• _Reading passage_:
***
That we have all used systems, that by _our_ own standards (now),
are incredibly insecure and unprotected.
AmigaOS, MS-DOS, Win3.1, Win9x (Seriously, its a lot crappier than most people think - and they already think its crap ).
In any case, You need some faith.
We are kernel developers, not lovely handholding babysitters.
Anywho, This thread is not about the issue of insecurity. Rather, it is about
the allocation mechanisms for unpaged, single address spaces.
And, as an asside - How to deal with its problems. Ie: Relocating a program when it gets too large for its current slab of memory.
~Z
That we have all used systems, that by _our_ own standards (now),
are incredibly insecure and unprotected.
AmigaOS, MS-DOS, Win3.1, Win9x (Seriously, its a lot crappier than most people think - and they already think its crap ).
In any case, You need some faith.
We are kernel developers, not lovely handholding babysitters.
Anywho, This thread is not about the issue of insecurity. Rather, it is about
the allocation mechanisms for unpaged, single address spaces.
And, as an asside - How to deal with its problems. Ie: Relocating a program when it gets too large for its current slab of memory.
~Z
Give it an out of memory issue, and let the program decide what to do. Seriously though, if you're loading an application, you know if it has enough room or not (because you obviously allocate space to load it to). When it asks for memory, you either have it or you don't (without virtual memory). If you want to move memory around in the middle, you would have to have 'smart' pointers, where you would register all pointers, this way if you had to move some memory, you would lock everything, update all the pointers, then unlock it. The programmers wouldn't be able to play with pointers much though, so it'd depend on lot on developers being nice. I would just return not enough memory however. I don't know to many things that don't support MMU's, except for the really small microcontrollers, but if you have that much limited space and you're trying to run a high level OS, you are going to have memory problems .
***
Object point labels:
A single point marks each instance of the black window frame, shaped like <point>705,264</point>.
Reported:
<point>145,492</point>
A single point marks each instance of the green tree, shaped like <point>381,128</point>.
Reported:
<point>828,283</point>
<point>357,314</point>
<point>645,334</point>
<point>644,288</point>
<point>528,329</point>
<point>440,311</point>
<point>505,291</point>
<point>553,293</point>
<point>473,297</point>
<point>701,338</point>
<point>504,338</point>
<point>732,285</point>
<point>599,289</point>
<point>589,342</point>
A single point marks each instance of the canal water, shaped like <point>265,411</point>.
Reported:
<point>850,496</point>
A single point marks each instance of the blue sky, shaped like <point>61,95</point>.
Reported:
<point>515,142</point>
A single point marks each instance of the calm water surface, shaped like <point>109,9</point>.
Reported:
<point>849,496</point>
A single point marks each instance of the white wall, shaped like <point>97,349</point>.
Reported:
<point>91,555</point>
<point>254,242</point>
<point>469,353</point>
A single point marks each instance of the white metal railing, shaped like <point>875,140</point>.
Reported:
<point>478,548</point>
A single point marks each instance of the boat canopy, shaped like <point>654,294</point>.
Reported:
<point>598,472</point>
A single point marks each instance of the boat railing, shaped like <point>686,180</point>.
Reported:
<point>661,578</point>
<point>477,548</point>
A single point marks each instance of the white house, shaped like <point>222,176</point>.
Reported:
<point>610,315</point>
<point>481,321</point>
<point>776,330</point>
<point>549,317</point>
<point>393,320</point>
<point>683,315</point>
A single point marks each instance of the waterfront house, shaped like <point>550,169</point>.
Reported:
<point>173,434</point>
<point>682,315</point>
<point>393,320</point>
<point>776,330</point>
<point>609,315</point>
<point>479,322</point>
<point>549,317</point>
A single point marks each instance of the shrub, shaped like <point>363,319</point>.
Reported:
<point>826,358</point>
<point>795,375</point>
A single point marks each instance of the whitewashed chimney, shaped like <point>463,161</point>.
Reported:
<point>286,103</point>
***
• _Set task A_: According to the forum thread on memory allocation, what is the thread about, rather than insecurity?
• _Set task B_: Carry the forum thread on memory allocation forward from the point where it stops.
The material has no role in this exercise.

• _Written answer A_: The allocation mechanisms for unpaged, single address spaces.

• _Written answer B_:
I'm making an unpaged os.
I relocate all modules at loadtime and in that process I resolve the modules API references into the kernel and other processes. That way I don't even need a dedicated IPC system. Granted I will probably need it later as the design grows more complex
I don't get what you are talking about, with "process chunk grows too big"?
I relocate all modules at loadtime and in that process I resolve the modules API references into the kernel and other processes. That way I don't even need a dedicated IPC system. Granted I will probably need it later as the design grows more complex
I don't get what you are talking about, with "process chunk grows too big"?
Ready4Dis, I like that idea.
I really do. Infact, I think thats freaking brilliant.
Have a pointer table. Itll be a little slower but - Itd allow me to perform memory protection without MMU hardware.
As for really small Microcontrollers, well, yes.
Those are used mostly in the embedded space. They outsell the more advanced cpus by millions every year. Maybe even billions.
Laksen, Process not having enough memory is simple:
Process runs, you give it 512KiB memory.
It does allocations, yadda yadda yadda.
That 512KiB is exhausted.
You cannot page, so you cannot simply allocate it a page and map it in.
Memory is not contiguous, so you cant simply... expand for the hell of it without slamming into something else.
With Segmentation, you could relocate - but that requires copying larger and larger chunks of memory about.
Without Segmentation, it involves the relocation of code and the update of many pointers...
However, having a Pointer table - which the API manages... Thats a lot nicer.
Then again, Microcontrollers have EEPROMs built in - with capacities far exceeding the controllers data RAM. Could simply block the process - relocate it if you have the memory. If not, burn it to EEPROM and bring something else in. So, more like banking.
A solution with smart pointers and Amiga-style hunks seems kinda interesting.
~Z
I really do. Infact, I think thats freaking brilliant.
Have a pointer table. Itll be a little slower but - Itd allow me to perform memory protection without MMU hardware.
As for really small Microcontrollers, well, yes.
Those are used mostly in the embedded space. They outsell the more advanced cpus by millions every year. Maybe even billions.
Laksen, Process not having enough memory is simple:
Process runs, you give it 512KiB memory.
It does allocations, yadda yadda yadda.
That 512KiB is exhausted.
You cannot page, so you cannot simply allocate it a page and map it in.
Memory is not contiguous, so you cant simply... expand for the hell of it without slamming into something else.
With Segmentation, you could relocate - but that requires copying larger and larger chunks of memory about.
Without Segmentation, it involves the relocation of code and the update of many pointers...
However, having a Pointer table - which the API manages... Thats a lot nicer.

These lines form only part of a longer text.